• Work to complete: Starting with the line containing "Target: car hood" and going on through the line containing "Target: side mirror", return the lines of the data below exactly, and only those.

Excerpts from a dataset

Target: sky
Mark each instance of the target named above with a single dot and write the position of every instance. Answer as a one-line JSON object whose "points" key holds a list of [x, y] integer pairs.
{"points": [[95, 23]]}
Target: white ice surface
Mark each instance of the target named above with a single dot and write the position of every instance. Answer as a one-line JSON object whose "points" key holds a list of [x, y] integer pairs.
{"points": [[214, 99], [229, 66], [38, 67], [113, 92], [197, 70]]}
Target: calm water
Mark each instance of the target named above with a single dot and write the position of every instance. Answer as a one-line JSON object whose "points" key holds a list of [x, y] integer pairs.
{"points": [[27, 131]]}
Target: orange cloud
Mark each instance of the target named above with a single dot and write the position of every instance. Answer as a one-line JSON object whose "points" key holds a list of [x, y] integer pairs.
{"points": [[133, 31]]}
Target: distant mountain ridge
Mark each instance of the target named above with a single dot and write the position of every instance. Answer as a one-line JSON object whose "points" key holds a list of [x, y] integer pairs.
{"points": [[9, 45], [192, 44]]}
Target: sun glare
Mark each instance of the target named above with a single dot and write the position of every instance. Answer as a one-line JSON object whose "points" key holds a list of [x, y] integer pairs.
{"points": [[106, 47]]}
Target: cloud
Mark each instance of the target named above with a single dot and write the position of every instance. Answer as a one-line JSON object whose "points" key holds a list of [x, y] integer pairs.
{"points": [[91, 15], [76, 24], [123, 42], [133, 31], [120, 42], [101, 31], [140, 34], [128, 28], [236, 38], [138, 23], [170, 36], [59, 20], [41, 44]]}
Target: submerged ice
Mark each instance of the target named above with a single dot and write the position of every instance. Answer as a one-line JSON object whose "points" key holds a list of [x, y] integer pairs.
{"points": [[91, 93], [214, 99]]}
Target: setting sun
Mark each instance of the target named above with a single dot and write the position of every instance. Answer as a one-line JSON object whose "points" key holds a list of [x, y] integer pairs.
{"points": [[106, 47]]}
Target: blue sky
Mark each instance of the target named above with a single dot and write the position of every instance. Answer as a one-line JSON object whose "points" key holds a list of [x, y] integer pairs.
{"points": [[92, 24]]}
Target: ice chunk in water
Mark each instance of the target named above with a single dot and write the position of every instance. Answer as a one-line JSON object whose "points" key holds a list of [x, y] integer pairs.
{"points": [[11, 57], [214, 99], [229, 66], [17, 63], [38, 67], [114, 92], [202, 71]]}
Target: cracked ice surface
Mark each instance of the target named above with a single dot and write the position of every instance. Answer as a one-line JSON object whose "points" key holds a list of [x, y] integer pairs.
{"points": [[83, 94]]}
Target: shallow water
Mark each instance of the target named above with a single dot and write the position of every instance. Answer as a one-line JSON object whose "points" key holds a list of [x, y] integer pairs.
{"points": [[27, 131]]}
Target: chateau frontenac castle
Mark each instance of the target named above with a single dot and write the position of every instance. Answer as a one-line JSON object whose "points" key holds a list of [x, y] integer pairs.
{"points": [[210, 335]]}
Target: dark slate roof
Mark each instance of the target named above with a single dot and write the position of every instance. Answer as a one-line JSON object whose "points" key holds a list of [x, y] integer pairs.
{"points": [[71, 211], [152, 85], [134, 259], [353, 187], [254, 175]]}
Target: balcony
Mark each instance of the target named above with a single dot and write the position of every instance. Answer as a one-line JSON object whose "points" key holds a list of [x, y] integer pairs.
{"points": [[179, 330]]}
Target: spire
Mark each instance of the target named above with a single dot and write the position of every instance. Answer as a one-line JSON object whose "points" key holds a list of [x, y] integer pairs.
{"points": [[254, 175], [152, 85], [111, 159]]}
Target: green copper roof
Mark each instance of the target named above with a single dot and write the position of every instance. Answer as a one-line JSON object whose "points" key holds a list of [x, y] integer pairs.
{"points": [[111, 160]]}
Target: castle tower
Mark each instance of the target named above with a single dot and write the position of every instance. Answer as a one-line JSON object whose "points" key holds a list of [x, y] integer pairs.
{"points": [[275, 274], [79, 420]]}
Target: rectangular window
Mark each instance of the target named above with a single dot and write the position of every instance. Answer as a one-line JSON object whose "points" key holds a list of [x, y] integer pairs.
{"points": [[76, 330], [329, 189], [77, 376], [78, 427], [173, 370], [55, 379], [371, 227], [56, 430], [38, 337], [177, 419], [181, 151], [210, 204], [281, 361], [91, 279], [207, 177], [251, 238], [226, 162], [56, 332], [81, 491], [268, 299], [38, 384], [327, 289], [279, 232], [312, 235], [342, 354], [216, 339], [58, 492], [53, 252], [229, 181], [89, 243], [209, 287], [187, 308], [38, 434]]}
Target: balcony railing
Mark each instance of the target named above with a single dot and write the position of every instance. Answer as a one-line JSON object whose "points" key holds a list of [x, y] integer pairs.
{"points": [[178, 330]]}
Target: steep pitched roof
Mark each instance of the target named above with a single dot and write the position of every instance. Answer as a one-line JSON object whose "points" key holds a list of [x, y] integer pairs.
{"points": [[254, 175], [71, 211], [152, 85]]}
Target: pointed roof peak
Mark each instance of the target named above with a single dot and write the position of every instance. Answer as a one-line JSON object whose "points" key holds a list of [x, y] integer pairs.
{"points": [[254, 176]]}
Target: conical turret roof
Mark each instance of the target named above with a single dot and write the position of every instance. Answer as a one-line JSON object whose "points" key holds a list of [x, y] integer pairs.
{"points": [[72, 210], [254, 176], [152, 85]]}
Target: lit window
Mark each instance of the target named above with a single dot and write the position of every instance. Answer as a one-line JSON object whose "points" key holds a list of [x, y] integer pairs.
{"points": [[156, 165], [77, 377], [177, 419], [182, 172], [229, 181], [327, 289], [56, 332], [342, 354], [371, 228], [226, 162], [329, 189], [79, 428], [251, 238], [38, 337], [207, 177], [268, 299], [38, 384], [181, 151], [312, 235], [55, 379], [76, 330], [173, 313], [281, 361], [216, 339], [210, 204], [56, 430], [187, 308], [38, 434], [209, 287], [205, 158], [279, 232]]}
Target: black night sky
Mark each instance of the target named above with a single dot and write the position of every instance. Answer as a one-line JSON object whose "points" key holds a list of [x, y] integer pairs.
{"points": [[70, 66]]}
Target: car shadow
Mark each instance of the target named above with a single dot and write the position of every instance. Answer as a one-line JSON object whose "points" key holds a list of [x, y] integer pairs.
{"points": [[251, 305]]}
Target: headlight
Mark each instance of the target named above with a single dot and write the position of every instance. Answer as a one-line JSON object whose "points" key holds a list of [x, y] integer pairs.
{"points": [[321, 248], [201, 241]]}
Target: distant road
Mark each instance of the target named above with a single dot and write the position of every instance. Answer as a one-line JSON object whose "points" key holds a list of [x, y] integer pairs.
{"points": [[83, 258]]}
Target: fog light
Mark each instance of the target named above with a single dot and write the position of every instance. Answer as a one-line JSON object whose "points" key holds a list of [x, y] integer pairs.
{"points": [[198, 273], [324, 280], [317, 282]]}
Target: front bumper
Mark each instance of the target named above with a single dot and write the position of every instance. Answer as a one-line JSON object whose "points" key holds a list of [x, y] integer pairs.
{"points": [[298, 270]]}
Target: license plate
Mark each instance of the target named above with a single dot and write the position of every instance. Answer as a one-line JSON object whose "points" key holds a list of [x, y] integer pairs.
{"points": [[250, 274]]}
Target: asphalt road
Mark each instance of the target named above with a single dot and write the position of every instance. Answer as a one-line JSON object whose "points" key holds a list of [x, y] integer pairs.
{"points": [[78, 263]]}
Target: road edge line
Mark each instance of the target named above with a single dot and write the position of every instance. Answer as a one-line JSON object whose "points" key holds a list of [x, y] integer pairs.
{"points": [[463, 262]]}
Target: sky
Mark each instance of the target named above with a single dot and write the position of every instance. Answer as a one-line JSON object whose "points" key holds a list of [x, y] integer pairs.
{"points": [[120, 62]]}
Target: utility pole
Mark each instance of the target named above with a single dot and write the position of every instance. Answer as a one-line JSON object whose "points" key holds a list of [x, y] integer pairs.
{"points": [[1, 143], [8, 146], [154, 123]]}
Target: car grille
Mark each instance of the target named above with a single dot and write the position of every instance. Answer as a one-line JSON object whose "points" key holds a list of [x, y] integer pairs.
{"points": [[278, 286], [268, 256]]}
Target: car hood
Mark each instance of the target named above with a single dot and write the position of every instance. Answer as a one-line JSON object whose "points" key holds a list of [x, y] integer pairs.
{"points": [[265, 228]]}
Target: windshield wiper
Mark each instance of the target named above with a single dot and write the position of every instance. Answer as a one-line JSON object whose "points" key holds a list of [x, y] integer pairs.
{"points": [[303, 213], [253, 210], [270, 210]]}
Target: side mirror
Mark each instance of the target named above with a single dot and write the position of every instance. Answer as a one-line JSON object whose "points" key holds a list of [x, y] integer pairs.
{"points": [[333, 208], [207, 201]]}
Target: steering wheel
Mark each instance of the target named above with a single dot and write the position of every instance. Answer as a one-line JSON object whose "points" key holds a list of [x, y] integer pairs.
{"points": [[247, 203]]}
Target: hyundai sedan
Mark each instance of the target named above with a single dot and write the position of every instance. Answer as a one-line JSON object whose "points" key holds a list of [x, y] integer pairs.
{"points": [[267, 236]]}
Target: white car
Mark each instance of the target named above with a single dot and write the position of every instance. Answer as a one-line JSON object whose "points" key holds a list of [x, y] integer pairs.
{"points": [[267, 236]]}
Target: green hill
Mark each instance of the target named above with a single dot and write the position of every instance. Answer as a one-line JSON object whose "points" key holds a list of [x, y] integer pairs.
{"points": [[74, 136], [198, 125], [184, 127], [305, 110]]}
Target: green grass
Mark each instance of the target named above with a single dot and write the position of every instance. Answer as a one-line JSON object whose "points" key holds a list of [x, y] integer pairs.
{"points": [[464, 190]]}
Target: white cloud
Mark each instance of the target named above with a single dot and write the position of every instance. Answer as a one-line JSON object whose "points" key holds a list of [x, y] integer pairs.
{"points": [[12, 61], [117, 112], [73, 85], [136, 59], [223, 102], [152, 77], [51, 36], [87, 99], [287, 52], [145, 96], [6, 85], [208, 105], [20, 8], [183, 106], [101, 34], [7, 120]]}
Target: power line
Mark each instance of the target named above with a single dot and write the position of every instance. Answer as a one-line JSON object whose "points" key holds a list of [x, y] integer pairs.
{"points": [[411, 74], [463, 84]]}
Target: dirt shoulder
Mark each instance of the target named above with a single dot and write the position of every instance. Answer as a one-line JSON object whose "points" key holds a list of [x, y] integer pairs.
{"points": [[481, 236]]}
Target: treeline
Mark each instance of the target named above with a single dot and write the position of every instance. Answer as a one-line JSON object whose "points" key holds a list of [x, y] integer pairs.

• Answer box:
Target: car hood
Mark each instance of the target named above with a single dot and write the position of every instance. Answer as a one-line JSON object whose "points" key holds a list of [x, y] integer pairs.
{"points": [[265, 228]]}
Target: windshield wiper
Mark each instance of the target named above with a single dot and write the position of every instance. Answer as a one-line JSON object whose "points" key holds a list of [x, y] integer pairs.
{"points": [[303, 213], [253, 210], [270, 210]]}
Target: side mirror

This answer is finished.